## Start Information provided

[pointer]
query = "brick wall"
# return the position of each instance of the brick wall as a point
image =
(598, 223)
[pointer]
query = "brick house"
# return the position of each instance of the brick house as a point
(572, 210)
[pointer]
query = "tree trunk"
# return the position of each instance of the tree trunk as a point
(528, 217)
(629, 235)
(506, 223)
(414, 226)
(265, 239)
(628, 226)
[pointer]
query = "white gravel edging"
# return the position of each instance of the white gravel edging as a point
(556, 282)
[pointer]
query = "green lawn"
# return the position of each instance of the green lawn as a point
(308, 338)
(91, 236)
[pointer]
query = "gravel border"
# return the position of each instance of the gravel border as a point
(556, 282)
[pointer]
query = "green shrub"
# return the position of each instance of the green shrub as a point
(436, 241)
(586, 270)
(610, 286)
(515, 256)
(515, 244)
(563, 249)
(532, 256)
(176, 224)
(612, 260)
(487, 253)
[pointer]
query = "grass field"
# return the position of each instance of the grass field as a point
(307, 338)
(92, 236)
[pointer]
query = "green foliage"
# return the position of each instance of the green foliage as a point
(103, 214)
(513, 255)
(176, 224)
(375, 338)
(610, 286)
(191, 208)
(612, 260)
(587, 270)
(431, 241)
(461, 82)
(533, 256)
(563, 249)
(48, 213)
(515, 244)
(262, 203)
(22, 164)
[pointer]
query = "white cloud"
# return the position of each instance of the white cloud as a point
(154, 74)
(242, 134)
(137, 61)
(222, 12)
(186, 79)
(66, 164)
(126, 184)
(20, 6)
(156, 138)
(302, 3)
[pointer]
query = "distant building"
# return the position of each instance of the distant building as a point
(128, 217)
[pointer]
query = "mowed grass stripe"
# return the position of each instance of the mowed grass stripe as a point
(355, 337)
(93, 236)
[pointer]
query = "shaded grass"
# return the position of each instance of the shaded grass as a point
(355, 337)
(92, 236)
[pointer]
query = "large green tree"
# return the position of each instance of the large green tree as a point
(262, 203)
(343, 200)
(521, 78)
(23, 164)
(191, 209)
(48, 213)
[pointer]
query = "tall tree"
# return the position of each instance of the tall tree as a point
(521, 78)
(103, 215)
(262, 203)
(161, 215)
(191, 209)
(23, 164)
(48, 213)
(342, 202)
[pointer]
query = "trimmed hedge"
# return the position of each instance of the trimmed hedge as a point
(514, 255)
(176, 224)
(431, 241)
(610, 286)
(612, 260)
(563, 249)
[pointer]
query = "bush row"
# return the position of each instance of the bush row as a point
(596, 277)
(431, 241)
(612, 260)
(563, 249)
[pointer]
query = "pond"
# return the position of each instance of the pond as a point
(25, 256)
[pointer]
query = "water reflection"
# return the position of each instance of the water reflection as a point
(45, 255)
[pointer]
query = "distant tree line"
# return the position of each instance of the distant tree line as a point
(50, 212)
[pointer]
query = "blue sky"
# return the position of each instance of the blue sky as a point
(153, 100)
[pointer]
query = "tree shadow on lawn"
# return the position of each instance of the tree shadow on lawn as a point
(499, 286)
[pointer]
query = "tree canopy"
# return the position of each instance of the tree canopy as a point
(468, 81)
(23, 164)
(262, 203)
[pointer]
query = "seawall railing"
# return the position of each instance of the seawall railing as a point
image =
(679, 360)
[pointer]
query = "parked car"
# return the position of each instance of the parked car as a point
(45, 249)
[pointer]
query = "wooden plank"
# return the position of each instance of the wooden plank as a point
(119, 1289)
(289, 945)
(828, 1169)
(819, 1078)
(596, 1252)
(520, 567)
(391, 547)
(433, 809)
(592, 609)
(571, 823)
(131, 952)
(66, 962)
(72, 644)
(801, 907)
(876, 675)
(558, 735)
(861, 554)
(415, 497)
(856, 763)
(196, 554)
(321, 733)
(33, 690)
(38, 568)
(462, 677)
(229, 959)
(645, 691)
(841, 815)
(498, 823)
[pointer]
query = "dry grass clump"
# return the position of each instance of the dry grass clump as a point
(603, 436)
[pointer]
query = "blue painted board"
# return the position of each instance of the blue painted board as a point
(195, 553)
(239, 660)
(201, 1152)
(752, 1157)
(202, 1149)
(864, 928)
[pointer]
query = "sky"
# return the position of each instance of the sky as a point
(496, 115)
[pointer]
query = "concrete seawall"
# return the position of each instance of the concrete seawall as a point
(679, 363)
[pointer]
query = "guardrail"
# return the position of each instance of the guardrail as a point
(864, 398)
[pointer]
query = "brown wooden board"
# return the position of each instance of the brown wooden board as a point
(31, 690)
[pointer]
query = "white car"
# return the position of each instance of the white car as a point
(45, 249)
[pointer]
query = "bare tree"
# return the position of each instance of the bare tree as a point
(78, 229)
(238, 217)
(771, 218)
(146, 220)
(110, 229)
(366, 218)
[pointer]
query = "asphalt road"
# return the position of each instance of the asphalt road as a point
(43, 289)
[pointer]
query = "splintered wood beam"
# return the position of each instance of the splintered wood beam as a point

## End Information provided

- Aim of the task -
Give the complete listing a second time, exactly as it reads.

- Output of the task -
[pointer]
query = "brick wall"
# return the position of each instance of the brick wall as a point
image =
(598, 223)
[pointer]
query = "brick house"
# return the position of each instance of the brick house as a point
(572, 210)
[pointer]
query = "tree trunk"
# return the position of each instance of the tree trunk as a point
(528, 217)
(629, 235)
(506, 223)
(414, 226)
(265, 239)
(628, 226)
[pointer]
query = "white gravel edging"
# return the position of each instance of the white gravel edging as a point
(556, 282)
[pointer]
query = "green lawn"
# return the position of each instance of the green lawn as a point
(308, 338)
(91, 236)
[pointer]
query = "gravel border"
# return the position of each instance of the gravel border as a point
(556, 282)
[pointer]
query = "green shrub"
# return the position of each instance of the green shrub as a point
(436, 241)
(586, 270)
(610, 286)
(515, 256)
(515, 244)
(563, 249)
(532, 256)
(176, 224)
(612, 260)
(487, 253)
[pointer]
query = "grass field"
# return the position of each instance of the grass field as a point
(307, 338)
(92, 236)
[pointer]
query = "green foliage"
# return the position of each instance of the green foliage as a point
(103, 214)
(513, 255)
(176, 224)
(375, 338)
(610, 286)
(191, 208)
(612, 260)
(587, 270)
(431, 241)
(461, 82)
(533, 256)
(563, 249)
(48, 213)
(515, 244)
(262, 203)
(22, 164)
[pointer]
query = "white cloud"
# return the position of each instance of the white cloud as a point
(154, 74)
(242, 134)
(137, 61)
(222, 12)
(186, 79)
(66, 164)
(126, 184)
(20, 6)
(156, 138)
(302, 3)
[pointer]
query = "distant building"
# return the position of each instance of the distant building as a point
(128, 217)
[pointer]
query = "mowed grass stripe"
# return the position of each instance of the mowed grass stripe as a point
(355, 337)
(93, 236)
[pointer]
query = "shaded grass"
# return the position of each instance of the shaded grass as a point
(355, 337)
(92, 236)
[pointer]
query = "large green tree"
# return the position of each instance of the large green tree as a point
(262, 203)
(343, 200)
(521, 78)
(23, 164)
(191, 209)
(48, 213)
[pointer]
query = "tall tree"
# return the position of each instance of the tall tree as a point
(521, 78)
(103, 215)
(262, 203)
(161, 215)
(191, 209)
(23, 164)
(48, 213)
(342, 202)
[pointer]
query = "trimmed hedge"
# return the position of each instance of the trimmed hedge as a point
(514, 255)
(176, 224)
(431, 241)
(610, 286)
(612, 260)
(563, 249)
[pointer]
query = "bush row"
# return the position of each instance of the bush row as a point
(596, 277)
(431, 241)
(612, 260)
(563, 249)
[pointer]
query = "pond"
# return the position of each instance of the pond as a point
(25, 256)
[pointer]
query = "water reflection"
# return the position of each instance of the water reflection as a point
(45, 255)
[pointer]
query = "distant tree line"
# return the position of each instance of the distant tree line as a point
(50, 212)
[pointer]
query = "blue sky"
# return the position of each instance of the blue sky as a point
(153, 100)
[pointer]
query = "tree shadow on lawn"
# return the position of each instance of the tree shadow on lawn as a point
(499, 286)
[pointer]
query = "tree canopy"
# return the position of each instance of the tree canopy as a point
(468, 81)
(23, 164)
(262, 203)
[pointer]
query = "seawall railing"
# return the position of each instance of the seawall railing as a point
image =
(679, 360)
[pointer]
query = "parked car"
# return the position of each instance of the parked car as a point
(45, 249)
[pointer]
query = "wooden plank"
# return the position of each instance of the wooden plank as a point
(119, 1289)
(289, 945)
(828, 1169)
(819, 1078)
(596, 1252)
(520, 567)
(391, 547)
(433, 809)
(592, 609)
(571, 823)
(131, 952)
(66, 962)
(72, 644)
(801, 907)
(876, 675)
(558, 735)
(861, 554)
(415, 497)
(856, 763)
(196, 554)
(321, 733)
(33, 690)
(38, 568)
(462, 677)
(229, 959)
(645, 691)
(841, 815)
(498, 823)
[pointer]
query = "dry grass clump"
# return the position of each instance of the dry grass clump as a point
(603, 436)
[pointer]
query = "blue painted board"
# return the position of each instance of the blue painted board as a point
(195, 553)
(239, 660)
(201, 1152)
(752, 1157)
(202, 1149)
(864, 928)
[pointer]
query = "sky"
# return the position of each instance of the sky as a point
(496, 115)
[pointer]
query = "concrete seawall"
# return the position of each instance of the concrete seawall as a point
(679, 363)
[pointer]
query = "guardrail"
# return the position of each instance of the guardrail as a point
(864, 398)
[pointer]
query = "brown wooden board"
# return the position of each instance of the brown wooden board as a point
(31, 690)
[pointer]
query = "white car"
# return the position of each instance of the white car as a point
(45, 249)
[pointer]
query = "bare tree"
# return the position of each instance of the bare tree as a point
(78, 229)
(238, 217)
(771, 218)
(146, 220)
(110, 229)
(366, 218)
[pointer]
query = "asphalt road"
# return the position of each instance of the asphalt road as a point
(43, 289)
[pointer]
query = "splintered wood beam"
# return the position of each instance of the splintered wood beam as a point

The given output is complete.